#### Requirement
Can you return the lines below word for word, leaving out any pictures?
BEGIN Listed entries
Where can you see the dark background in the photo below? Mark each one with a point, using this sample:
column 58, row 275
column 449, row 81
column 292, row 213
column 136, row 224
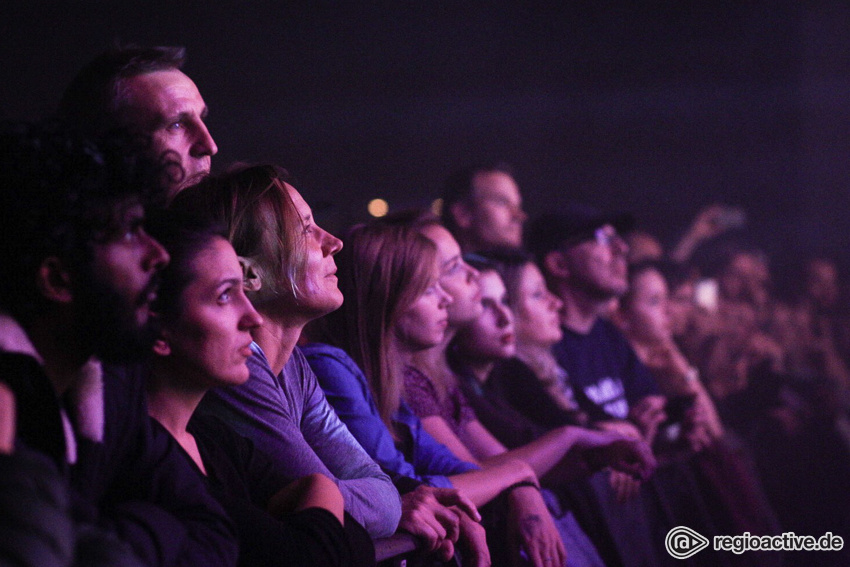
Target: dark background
END Listed entries
#### Exercise output
Where can you see the dark background in the photo below? Mark each one with a point, using this sample:
column 58, row 275
column 449, row 81
column 292, row 213
column 136, row 224
Target: dark background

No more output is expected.